======== Data ========

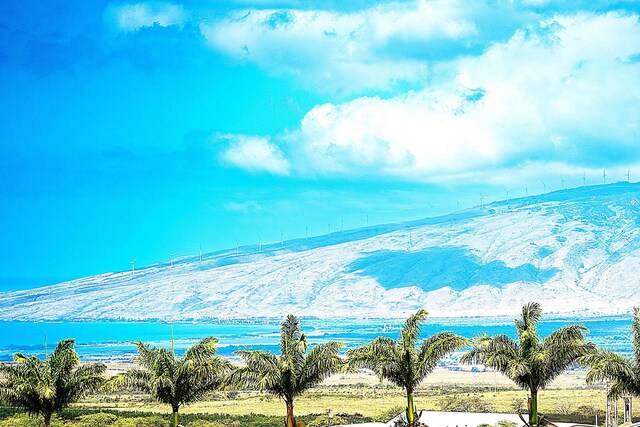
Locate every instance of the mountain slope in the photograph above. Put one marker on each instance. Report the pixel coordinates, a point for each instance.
(577, 251)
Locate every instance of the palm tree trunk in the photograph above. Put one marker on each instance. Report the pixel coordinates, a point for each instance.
(533, 410)
(290, 420)
(174, 417)
(410, 408)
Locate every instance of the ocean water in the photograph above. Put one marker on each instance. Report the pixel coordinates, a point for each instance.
(112, 341)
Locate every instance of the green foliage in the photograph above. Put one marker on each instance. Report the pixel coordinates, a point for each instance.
(530, 361)
(623, 373)
(291, 373)
(140, 422)
(389, 414)
(203, 423)
(42, 387)
(176, 381)
(468, 403)
(100, 419)
(323, 421)
(401, 361)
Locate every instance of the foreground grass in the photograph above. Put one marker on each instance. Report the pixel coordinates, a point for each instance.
(367, 400)
(364, 399)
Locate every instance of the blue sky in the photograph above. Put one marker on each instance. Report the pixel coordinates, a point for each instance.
(136, 129)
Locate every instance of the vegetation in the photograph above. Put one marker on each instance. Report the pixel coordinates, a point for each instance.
(43, 387)
(623, 373)
(176, 381)
(402, 362)
(531, 362)
(292, 372)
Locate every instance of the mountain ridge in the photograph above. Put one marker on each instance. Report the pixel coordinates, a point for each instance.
(577, 251)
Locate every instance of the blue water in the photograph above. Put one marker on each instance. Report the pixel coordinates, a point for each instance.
(112, 340)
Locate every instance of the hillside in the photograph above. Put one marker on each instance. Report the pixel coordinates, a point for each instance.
(577, 251)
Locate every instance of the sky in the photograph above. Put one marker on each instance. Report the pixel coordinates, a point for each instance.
(148, 129)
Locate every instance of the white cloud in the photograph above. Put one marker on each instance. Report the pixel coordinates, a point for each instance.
(554, 95)
(132, 17)
(242, 207)
(343, 52)
(255, 154)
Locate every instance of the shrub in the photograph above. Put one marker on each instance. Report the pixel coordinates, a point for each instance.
(468, 403)
(323, 421)
(203, 423)
(140, 422)
(24, 420)
(95, 420)
(389, 414)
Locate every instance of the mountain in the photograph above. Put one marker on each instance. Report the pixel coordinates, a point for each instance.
(576, 251)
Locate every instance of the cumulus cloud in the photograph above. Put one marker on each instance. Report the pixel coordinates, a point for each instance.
(131, 17)
(554, 94)
(255, 154)
(346, 52)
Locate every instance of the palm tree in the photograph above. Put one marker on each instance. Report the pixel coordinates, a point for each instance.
(401, 361)
(623, 373)
(531, 362)
(42, 387)
(176, 381)
(291, 373)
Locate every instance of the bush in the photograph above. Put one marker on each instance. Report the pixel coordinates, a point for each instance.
(203, 423)
(323, 421)
(389, 414)
(96, 420)
(140, 422)
(24, 420)
(468, 403)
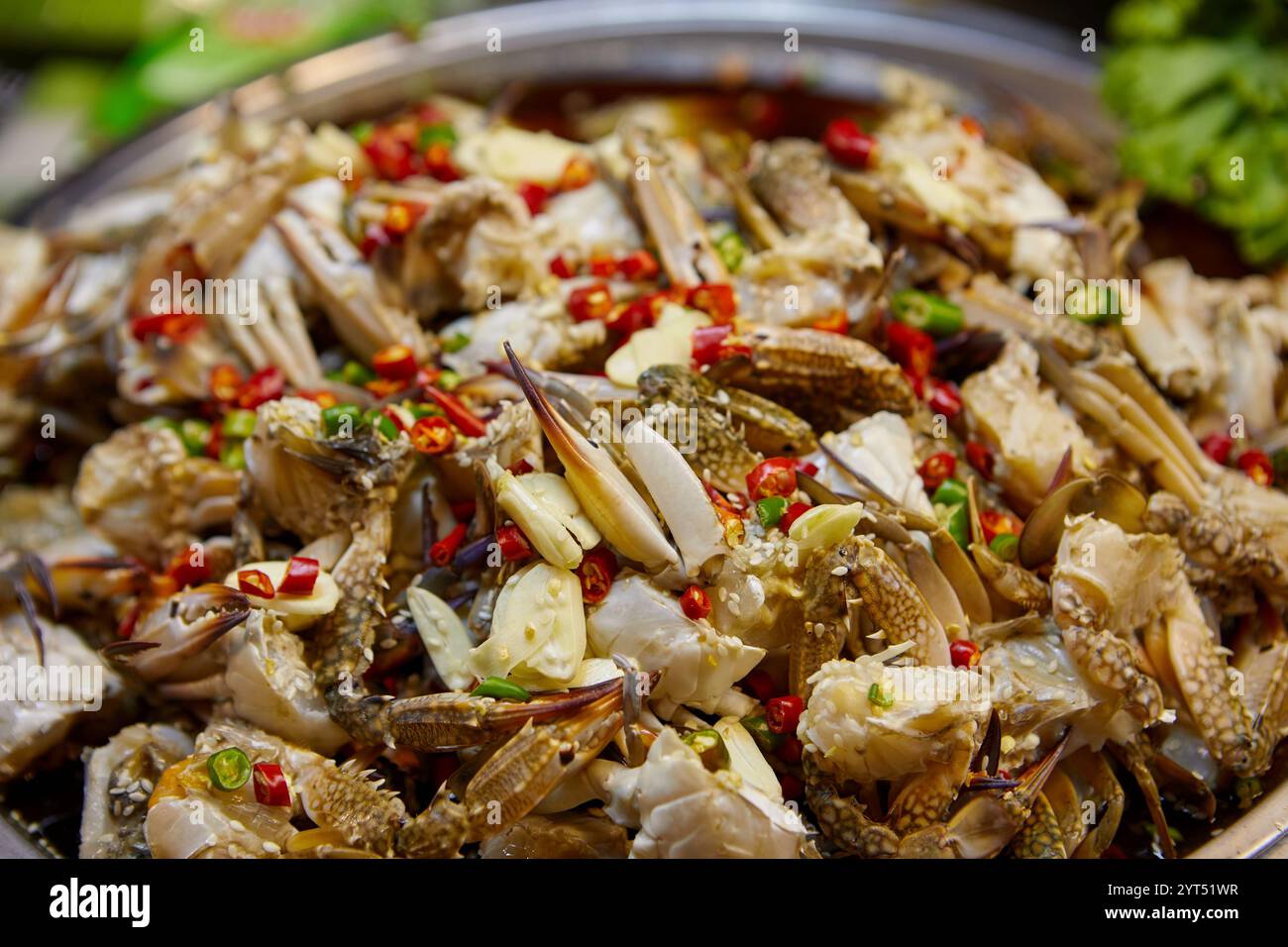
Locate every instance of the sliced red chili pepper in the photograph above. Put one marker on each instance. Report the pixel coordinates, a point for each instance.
(256, 582)
(1219, 446)
(911, 348)
(715, 299)
(848, 144)
(936, 468)
(695, 603)
(265, 385)
(301, 575)
(465, 420)
(964, 654)
(836, 321)
(591, 302)
(759, 684)
(394, 363)
(996, 523)
(562, 268)
(638, 265)
(578, 172)
(270, 787)
(980, 458)
(514, 545)
(1257, 467)
(772, 476)
(445, 551)
(596, 573)
(782, 714)
(793, 513)
(944, 398)
(433, 436)
(224, 381)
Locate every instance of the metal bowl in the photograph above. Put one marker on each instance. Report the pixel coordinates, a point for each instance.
(986, 60)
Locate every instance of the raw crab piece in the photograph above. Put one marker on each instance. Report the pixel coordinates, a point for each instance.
(145, 493)
(119, 780)
(729, 428)
(35, 722)
(476, 241)
(823, 376)
(925, 740)
(644, 624)
(271, 685)
(347, 287)
(1022, 424)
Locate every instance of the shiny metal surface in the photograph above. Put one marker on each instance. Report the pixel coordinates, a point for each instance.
(986, 58)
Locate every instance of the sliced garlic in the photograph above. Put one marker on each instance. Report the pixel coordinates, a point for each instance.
(297, 611)
(825, 525)
(446, 639)
(670, 342)
(679, 493)
(548, 512)
(539, 630)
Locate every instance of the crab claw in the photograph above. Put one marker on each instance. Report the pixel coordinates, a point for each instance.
(613, 505)
(179, 629)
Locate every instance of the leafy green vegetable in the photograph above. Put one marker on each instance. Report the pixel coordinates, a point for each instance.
(1203, 86)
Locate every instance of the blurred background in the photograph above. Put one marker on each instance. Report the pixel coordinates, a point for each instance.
(1192, 81)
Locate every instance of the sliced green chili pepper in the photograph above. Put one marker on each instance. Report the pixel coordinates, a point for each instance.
(1005, 545)
(240, 423)
(232, 454)
(759, 729)
(228, 770)
(456, 342)
(381, 421)
(502, 689)
(357, 373)
(951, 492)
(771, 510)
(732, 250)
(880, 698)
(927, 312)
(194, 436)
(334, 419)
(709, 748)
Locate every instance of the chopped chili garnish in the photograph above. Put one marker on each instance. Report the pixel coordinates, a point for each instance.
(596, 573)
(715, 299)
(256, 582)
(695, 603)
(270, 787)
(772, 476)
(301, 575)
(224, 381)
(782, 714)
(433, 436)
(964, 654)
(591, 302)
(911, 348)
(458, 414)
(980, 458)
(514, 545)
(944, 398)
(535, 196)
(1219, 446)
(267, 384)
(394, 363)
(228, 770)
(1257, 467)
(445, 551)
(936, 468)
(848, 144)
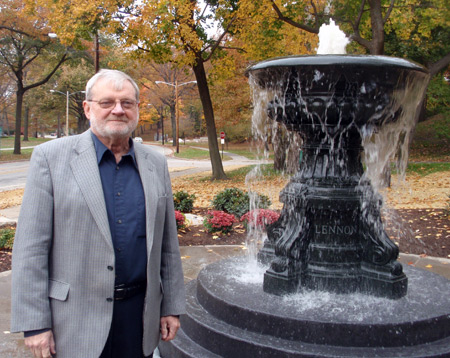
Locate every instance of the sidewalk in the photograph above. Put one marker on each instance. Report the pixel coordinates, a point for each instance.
(194, 258)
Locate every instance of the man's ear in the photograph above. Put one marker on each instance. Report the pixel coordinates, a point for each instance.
(87, 109)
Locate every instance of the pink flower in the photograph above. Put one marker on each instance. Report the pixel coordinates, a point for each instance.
(218, 221)
(181, 220)
(260, 218)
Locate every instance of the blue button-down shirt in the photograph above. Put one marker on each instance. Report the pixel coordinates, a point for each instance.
(125, 205)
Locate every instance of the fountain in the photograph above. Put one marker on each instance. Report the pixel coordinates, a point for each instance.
(332, 287)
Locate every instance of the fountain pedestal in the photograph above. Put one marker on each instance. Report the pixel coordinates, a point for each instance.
(330, 234)
(230, 317)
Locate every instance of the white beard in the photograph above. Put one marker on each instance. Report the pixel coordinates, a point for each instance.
(110, 128)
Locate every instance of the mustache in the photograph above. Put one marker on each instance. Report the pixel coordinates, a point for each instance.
(117, 119)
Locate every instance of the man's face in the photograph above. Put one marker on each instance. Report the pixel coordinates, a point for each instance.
(115, 121)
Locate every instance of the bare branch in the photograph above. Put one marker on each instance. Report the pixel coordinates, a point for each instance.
(63, 59)
(2, 27)
(358, 18)
(440, 65)
(314, 30)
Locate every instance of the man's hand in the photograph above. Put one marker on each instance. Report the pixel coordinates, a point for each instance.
(169, 327)
(41, 345)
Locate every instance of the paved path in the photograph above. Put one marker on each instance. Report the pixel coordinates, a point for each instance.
(13, 174)
(194, 258)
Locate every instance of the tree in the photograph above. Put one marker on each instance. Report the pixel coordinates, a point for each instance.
(23, 40)
(159, 81)
(176, 31)
(367, 21)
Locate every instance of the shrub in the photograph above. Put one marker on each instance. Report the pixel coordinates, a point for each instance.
(7, 238)
(183, 201)
(237, 202)
(181, 220)
(216, 221)
(447, 207)
(259, 218)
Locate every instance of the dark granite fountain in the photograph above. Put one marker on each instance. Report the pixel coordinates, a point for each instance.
(333, 287)
(330, 236)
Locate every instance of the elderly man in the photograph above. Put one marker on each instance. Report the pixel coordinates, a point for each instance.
(96, 264)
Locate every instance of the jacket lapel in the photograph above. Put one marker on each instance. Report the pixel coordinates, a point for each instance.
(147, 173)
(85, 170)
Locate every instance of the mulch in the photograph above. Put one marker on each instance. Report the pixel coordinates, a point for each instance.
(423, 232)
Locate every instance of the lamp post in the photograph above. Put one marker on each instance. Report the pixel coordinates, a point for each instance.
(176, 85)
(67, 94)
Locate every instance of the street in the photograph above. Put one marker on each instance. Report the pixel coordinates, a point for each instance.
(13, 174)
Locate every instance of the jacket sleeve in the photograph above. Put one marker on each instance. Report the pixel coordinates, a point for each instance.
(30, 307)
(171, 268)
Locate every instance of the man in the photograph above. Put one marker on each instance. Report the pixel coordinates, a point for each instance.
(96, 264)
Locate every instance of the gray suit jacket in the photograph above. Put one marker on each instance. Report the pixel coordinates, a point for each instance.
(63, 247)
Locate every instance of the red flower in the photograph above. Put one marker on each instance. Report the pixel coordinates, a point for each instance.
(218, 221)
(181, 220)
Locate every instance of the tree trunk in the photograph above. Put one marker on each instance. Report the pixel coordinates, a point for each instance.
(5, 121)
(173, 120)
(25, 124)
(19, 100)
(280, 145)
(203, 90)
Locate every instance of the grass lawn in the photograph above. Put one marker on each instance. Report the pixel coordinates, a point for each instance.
(8, 142)
(8, 156)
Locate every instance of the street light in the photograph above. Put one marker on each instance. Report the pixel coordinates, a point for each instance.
(67, 94)
(176, 85)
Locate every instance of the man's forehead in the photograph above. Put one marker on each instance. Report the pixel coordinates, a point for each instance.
(105, 84)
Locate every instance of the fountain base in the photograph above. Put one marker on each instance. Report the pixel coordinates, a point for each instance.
(230, 317)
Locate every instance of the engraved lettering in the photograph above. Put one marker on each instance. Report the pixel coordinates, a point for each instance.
(335, 229)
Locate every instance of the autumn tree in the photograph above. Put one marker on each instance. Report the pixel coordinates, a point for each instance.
(159, 81)
(23, 40)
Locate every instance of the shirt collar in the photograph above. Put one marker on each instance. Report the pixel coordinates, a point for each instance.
(101, 149)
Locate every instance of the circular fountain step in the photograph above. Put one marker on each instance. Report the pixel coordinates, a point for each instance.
(231, 317)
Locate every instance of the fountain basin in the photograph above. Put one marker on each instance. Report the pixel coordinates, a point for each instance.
(330, 235)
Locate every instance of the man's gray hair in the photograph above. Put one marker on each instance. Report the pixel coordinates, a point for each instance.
(114, 76)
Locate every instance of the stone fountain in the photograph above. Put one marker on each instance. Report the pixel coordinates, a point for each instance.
(330, 235)
(332, 287)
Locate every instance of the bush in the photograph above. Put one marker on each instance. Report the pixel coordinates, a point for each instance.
(216, 221)
(237, 202)
(259, 218)
(7, 238)
(183, 201)
(181, 220)
(447, 207)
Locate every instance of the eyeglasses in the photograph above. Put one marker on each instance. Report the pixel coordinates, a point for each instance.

========

> What needs to be done: Retype nothing except the lines from the line holding "Locate every instance of the fountain basin" through the last line of the entries, both included.

> The result:
Locate every instance of the fountain basin in the photograph above. Put one marker on each instance. Report the pixel coordinates, a point for each instance.
(330, 235)
Locate every instance of the man's gray hair in the photograph above. Put one marker on each instance. Report the pixel coordinates, a point for each instance.
(114, 76)
Locate every instance of the stone fountain in the photograph above. Put one marker on each instance. Report the pixel coordinates, a point for each instance.
(330, 235)
(332, 287)
Locate every instance of the bush in the photograph above. Put one marker on each instance. Report the pixel coordinates, a point for each instance.
(216, 221)
(237, 202)
(259, 218)
(7, 238)
(183, 201)
(181, 220)
(447, 207)
Locate every instance of the eyeglasses in the photograph above. Put one marker on each instance. Report the pixel coordinates, a point for each instance.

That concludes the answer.